**Aim of the task:** Gather every line in the rows below that contains the word "truck", and reproduce each such line in full.

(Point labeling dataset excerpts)
-=-=-

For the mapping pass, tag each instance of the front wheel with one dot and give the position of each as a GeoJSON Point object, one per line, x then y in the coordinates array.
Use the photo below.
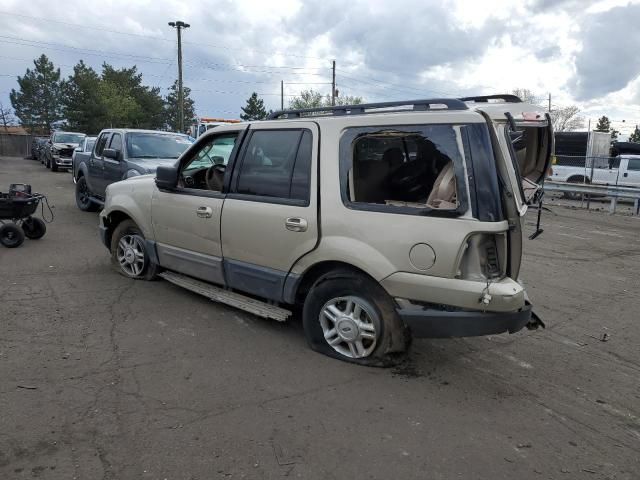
{"type": "Point", "coordinates": [129, 254]}
{"type": "Point", "coordinates": [83, 196]}
{"type": "Point", "coordinates": [11, 235]}
{"type": "Point", "coordinates": [349, 316]}
{"type": "Point", "coordinates": [34, 228]}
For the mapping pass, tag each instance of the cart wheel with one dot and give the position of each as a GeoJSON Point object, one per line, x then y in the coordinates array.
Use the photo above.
{"type": "Point", "coordinates": [11, 235]}
{"type": "Point", "coordinates": [34, 228]}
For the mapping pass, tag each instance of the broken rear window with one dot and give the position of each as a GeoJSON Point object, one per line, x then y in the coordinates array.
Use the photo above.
{"type": "Point", "coordinates": [411, 167]}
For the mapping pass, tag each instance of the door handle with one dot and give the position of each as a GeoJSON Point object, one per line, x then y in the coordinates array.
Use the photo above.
{"type": "Point", "coordinates": [296, 224]}
{"type": "Point", "coordinates": [204, 212]}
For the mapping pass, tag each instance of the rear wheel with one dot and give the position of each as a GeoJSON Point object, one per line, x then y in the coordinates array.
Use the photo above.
{"type": "Point", "coordinates": [129, 254]}
{"type": "Point", "coordinates": [350, 317]}
{"type": "Point", "coordinates": [83, 196]}
{"type": "Point", "coordinates": [34, 228]}
{"type": "Point", "coordinates": [11, 235]}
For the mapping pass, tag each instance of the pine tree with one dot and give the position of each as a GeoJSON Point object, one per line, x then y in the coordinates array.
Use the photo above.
{"type": "Point", "coordinates": [254, 110]}
{"type": "Point", "coordinates": [38, 102]}
{"type": "Point", "coordinates": [84, 109]}
{"type": "Point", "coordinates": [635, 136]}
{"type": "Point", "coordinates": [604, 124]}
{"type": "Point", "coordinates": [172, 108]}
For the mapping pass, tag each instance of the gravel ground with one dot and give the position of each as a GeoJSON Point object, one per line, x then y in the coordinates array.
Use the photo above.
{"type": "Point", "coordinates": [108, 378]}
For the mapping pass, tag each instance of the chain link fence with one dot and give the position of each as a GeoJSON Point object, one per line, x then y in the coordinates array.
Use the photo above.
{"type": "Point", "coordinates": [12, 145]}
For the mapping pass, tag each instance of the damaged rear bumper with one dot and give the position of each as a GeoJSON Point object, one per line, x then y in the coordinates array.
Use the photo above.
{"type": "Point", "coordinates": [434, 323]}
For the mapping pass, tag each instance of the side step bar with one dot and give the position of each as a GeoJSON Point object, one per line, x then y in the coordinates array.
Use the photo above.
{"type": "Point", "coordinates": [227, 297]}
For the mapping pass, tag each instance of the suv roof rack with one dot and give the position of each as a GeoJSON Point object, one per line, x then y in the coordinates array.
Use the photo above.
{"type": "Point", "coordinates": [360, 109]}
{"type": "Point", "coordinates": [507, 98]}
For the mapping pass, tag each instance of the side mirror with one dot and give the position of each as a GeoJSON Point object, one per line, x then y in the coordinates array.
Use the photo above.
{"type": "Point", "coordinates": [167, 177]}
{"type": "Point", "coordinates": [110, 153]}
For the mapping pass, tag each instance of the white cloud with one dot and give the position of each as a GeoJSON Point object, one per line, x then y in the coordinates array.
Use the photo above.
{"type": "Point", "coordinates": [384, 50]}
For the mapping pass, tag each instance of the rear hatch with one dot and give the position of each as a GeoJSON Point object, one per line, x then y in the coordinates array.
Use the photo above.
{"type": "Point", "coordinates": [522, 136]}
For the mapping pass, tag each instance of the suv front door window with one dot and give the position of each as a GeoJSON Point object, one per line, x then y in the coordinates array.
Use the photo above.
{"type": "Point", "coordinates": [269, 218]}
{"type": "Point", "coordinates": [186, 220]}
{"type": "Point", "coordinates": [206, 169]}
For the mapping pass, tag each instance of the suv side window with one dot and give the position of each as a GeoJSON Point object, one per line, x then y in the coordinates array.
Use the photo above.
{"type": "Point", "coordinates": [276, 163]}
{"type": "Point", "coordinates": [416, 169]}
{"type": "Point", "coordinates": [206, 168]}
{"type": "Point", "coordinates": [116, 142]}
{"type": "Point", "coordinates": [101, 144]}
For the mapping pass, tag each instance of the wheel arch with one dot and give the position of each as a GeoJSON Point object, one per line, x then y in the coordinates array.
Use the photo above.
{"type": "Point", "coordinates": [112, 220]}
{"type": "Point", "coordinates": [296, 289]}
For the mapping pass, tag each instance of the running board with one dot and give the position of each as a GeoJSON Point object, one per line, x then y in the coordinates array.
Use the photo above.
{"type": "Point", "coordinates": [227, 297]}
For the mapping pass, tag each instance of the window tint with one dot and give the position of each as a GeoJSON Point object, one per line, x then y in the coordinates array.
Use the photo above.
{"type": "Point", "coordinates": [102, 142]}
{"type": "Point", "coordinates": [116, 142]}
{"type": "Point", "coordinates": [634, 164]}
{"type": "Point", "coordinates": [269, 162]}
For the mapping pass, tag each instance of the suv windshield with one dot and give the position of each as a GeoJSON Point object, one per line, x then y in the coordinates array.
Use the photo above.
{"type": "Point", "coordinates": [68, 137]}
{"type": "Point", "coordinates": [156, 145]}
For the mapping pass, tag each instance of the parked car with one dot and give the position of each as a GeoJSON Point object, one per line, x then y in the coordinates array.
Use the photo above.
{"type": "Point", "coordinates": [82, 153]}
{"type": "Point", "coordinates": [381, 221]}
{"type": "Point", "coordinates": [59, 149]}
{"type": "Point", "coordinates": [36, 145]}
{"type": "Point", "coordinates": [120, 154]}
{"type": "Point", "coordinates": [623, 170]}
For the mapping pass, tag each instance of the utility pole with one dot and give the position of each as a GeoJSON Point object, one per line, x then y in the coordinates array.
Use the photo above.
{"type": "Point", "coordinates": [333, 83]}
{"type": "Point", "coordinates": [179, 25]}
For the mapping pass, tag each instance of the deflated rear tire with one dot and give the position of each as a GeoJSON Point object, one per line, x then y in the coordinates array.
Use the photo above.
{"type": "Point", "coordinates": [350, 317]}
{"type": "Point", "coordinates": [129, 254]}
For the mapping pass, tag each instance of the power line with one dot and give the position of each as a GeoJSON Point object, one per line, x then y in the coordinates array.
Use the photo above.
{"type": "Point", "coordinates": [153, 37]}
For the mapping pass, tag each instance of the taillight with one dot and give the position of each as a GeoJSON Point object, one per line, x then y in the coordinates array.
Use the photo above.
{"type": "Point", "coordinates": [484, 257]}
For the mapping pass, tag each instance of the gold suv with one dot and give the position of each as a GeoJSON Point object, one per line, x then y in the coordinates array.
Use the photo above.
{"type": "Point", "coordinates": [382, 221]}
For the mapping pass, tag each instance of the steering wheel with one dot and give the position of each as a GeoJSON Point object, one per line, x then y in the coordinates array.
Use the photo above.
{"type": "Point", "coordinates": [215, 177]}
{"type": "Point", "coordinates": [408, 178]}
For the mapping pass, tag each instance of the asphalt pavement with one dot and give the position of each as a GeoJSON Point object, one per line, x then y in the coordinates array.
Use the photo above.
{"type": "Point", "coordinates": [102, 377]}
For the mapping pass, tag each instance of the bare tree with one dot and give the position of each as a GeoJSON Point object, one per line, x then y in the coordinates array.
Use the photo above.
{"type": "Point", "coordinates": [6, 116]}
{"type": "Point", "coordinates": [566, 119]}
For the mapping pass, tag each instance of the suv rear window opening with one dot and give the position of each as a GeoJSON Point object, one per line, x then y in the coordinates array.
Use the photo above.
{"type": "Point", "coordinates": [406, 167]}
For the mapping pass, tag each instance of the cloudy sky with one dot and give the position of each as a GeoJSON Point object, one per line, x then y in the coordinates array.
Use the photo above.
{"type": "Point", "coordinates": [582, 52]}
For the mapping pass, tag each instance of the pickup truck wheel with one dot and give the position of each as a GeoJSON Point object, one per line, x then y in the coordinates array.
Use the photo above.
{"type": "Point", "coordinates": [129, 252]}
{"type": "Point", "coordinates": [350, 317]}
{"type": "Point", "coordinates": [83, 196]}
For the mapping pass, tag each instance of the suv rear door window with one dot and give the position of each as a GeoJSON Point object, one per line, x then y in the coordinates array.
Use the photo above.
{"type": "Point", "coordinates": [276, 163]}
{"type": "Point", "coordinates": [102, 142]}
{"type": "Point", "coordinates": [417, 167]}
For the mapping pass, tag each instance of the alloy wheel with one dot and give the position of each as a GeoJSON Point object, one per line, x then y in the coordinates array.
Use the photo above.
{"type": "Point", "coordinates": [130, 255]}
{"type": "Point", "coordinates": [349, 326]}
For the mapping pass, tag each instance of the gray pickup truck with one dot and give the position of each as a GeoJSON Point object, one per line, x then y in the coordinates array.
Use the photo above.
{"type": "Point", "coordinates": [81, 153]}
{"type": "Point", "coordinates": [123, 153]}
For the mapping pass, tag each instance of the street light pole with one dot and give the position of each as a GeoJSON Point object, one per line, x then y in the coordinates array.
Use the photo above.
{"type": "Point", "coordinates": [179, 25]}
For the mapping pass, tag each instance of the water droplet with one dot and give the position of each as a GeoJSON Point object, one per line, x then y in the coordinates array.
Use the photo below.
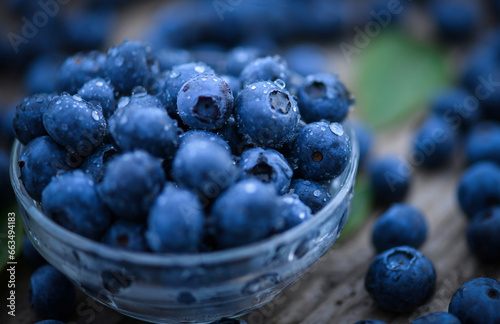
{"type": "Point", "coordinates": [337, 129]}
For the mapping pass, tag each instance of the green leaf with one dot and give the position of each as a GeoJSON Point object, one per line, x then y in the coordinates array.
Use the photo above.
{"type": "Point", "coordinates": [4, 237]}
{"type": "Point", "coordinates": [360, 207]}
{"type": "Point", "coordinates": [396, 76]}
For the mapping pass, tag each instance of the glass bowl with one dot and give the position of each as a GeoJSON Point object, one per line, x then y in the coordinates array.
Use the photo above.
{"type": "Point", "coordinates": [188, 288]}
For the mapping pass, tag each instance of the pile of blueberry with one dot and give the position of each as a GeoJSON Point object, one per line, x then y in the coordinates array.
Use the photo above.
{"type": "Point", "coordinates": [184, 159]}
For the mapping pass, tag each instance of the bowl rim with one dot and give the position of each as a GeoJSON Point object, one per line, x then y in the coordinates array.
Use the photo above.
{"type": "Point", "coordinates": [182, 259]}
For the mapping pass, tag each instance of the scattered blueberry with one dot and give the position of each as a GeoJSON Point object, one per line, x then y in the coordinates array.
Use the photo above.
{"type": "Point", "coordinates": [477, 302]}
{"type": "Point", "coordinates": [51, 295]}
{"type": "Point", "coordinates": [401, 224]}
{"type": "Point", "coordinates": [400, 279]}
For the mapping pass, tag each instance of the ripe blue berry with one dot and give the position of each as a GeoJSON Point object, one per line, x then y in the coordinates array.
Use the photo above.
{"type": "Point", "coordinates": [28, 121]}
{"type": "Point", "coordinates": [401, 224]}
{"type": "Point", "coordinates": [71, 200]}
{"type": "Point", "coordinates": [323, 97]}
{"type": "Point", "coordinates": [478, 188]}
{"type": "Point", "coordinates": [41, 159]}
{"type": "Point", "coordinates": [205, 102]}
{"type": "Point", "coordinates": [131, 183]}
{"type": "Point", "coordinates": [483, 143]}
{"type": "Point", "coordinates": [99, 92]}
{"type": "Point", "coordinates": [175, 222]}
{"type": "Point", "coordinates": [247, 212]}
{"type": "Point", "coordinates": [390, 179]}
{"type": "Point", "coordinates": [313, 194]}
{"type": "Point", "coordinates": [322, 151]}
{"type": "Point", "coordinates": [437, 318]}
{"type": "Point", "coordinates": [74, 123]}
{"type": "Point", "coordinates": [126, 235]}
{"type": "Point", "coordinates": [400, 279]}
{"type": "Point", "coordinates": [268, 166]}
{"type": "Point", "coordinates": [477, 302]}
{"type": "Point", "coordinates": [51, 295]}
{"type": "Point", "coordinates": [267, 114]}
{"type": "Point", "coordinates": [482, 235]}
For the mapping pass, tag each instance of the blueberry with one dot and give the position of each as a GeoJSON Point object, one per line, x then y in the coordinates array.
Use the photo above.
{"type": "Point", "coordinates": [205, 102]}
{"type": "Point", "coordinates": [268, 166]}
{"type": "Point", "coordinates": [434, 143]}
{"type": "Point", "coordinates": [174, 81]}
{"type": "Point", "coordinates": [205, 167]}
{"type": "Point", "coordinates": [401, 224]}
{"type": "Point", "coordinates": [323, 96]}
{"type": "Point", "coordinates": [175, 222]}
{"type": "Point", "coordinates": [131, 64]}
{"type": "Point", "coordinates": [478, 188]}
{"type": "Point", "coordinates": [41, 159]}
{"type": "Point", "coordinates": [483, 143]}
{"type": "Point", "coordinates": [126, 235]}
{"type": "Point", "coordinates": [131, 183]}
{"type": "Point", "coordinates": [269, 68]}
{"type": "Point", "coordinates": [28, 121]}
{"type": "Point", "coordinates": [294, 211]}
{"type": "Point", "coordinates": [96, 163]}
{"type": "Point", "coordinates": [390, 179]}
{"type": "Point", "coordinates": [322, 151]}
{"type": "Point", "coordinates": [74, 123]}
{"type": "Point", "coordinates": [51, 295]}
{"type": "Point", "coordinates": [144, 128]}
{"type": "Point", "coordinates": [482, 235]}
{"type": "Point", "coordinates": [313, 194]}
{"type": "Point", "coordinates": [31, 255]}
{"type": "Point", "coordinates": [79, 69]}
{"type": "Point", "coordinates": [457, 107]}
{"type": "Point", "coordinates": [267, 114]}
{"type": "Point", "coordinates": [477, 302]}
{"type": "Point", "coordinates": [247, 212]}
{"type": "Point", "coordinates": [99, 92]}
{"type": "Point", "coordinates": [400, 279]}
{"type": "Point", "coordinates": [437, 318]}
{"type": "Point", "coordinates": [71, 200]}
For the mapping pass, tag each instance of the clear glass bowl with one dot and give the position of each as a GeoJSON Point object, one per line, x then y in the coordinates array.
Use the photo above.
{"type": "Point", "coordinates": [188, 288]}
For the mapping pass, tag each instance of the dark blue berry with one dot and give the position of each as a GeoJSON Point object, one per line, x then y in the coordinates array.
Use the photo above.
{"type": "Point", "coordinates": [478, 188]}
{"type": "Point", "coordinates": [267, 114]}
{"type": "Point", "coordinates": [131, 183]}
{"type": "Point", "coordinates": [71, 200]}
{"type": "Point", "coordinates": [204, 167]}
{"type": "Point", "coordinates": [323, 96]}
{"type": "Point", "coordinates": [322, 151]}
{"type": "Point", "coordinates": [400, 279]}
{"type": "Point", "coordinates": [390, 179]}
{"type": "Point", "coordinates": [51, 295]}
{"type": "Point", "coordinates": [79, 69]}
{"type": "Point", "coordinates": [437, 318]}
{"type": "Point", "coordinates": [175, 222]}
{"type": "Point", "coordinates": [477, 302]}
{"type": "Point", "coordinates": [131, 64]}
{"type": "Point", "coordinates": [126, 235]}
{"type": "Point", "coordinates": [268, 166]}
{"type": "Point", "coordinates": [482, 235]}
{"type": "Point", "coordinates": [434, 143]}
{"type": "Point", "coordinates": [401, 224]}
{"type": "Point", "coordinates": [313, 194]}
{"type": "Point", "coordinates": [205, 102]}
{"type": "Point", "coordinates": [483, 143]}
{"type": "Point", "coordinates": [41, 159]}
{"type": "Point", "coordinates": [28, 122]}
{"type": "Point", "coordinates": [247, 212]}
{"type": "Point", "coordinates": [74, 123]}
{"type": "Point", "coordinates": [99, 92]}
{"type": "Point", "coordinates": [144, 128]}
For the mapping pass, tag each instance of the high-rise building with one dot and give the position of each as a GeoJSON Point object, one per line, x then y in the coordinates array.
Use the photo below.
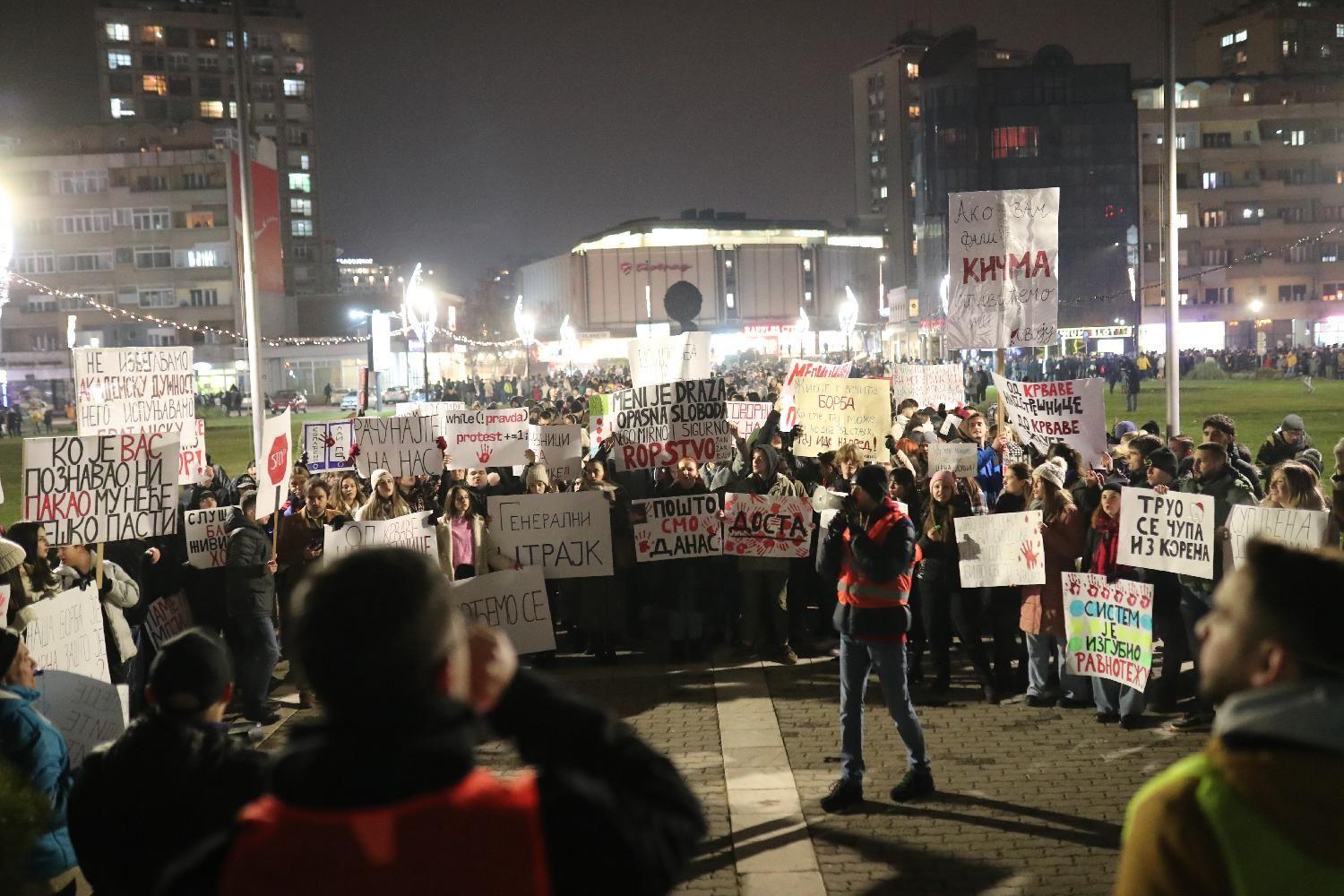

-=-=-

**Exercise response:**
For the mapping pass, tag each instance of the pickup truck wheel with one dot and give the position of each as a GeoJSON Point object, one per line, x then y in the coordinates array.
For the mapping pass, tag each instance of the gray pickup truck with one dot and give the position of each as a GeoJSON Point object, one per line, x then y in the coordinates array.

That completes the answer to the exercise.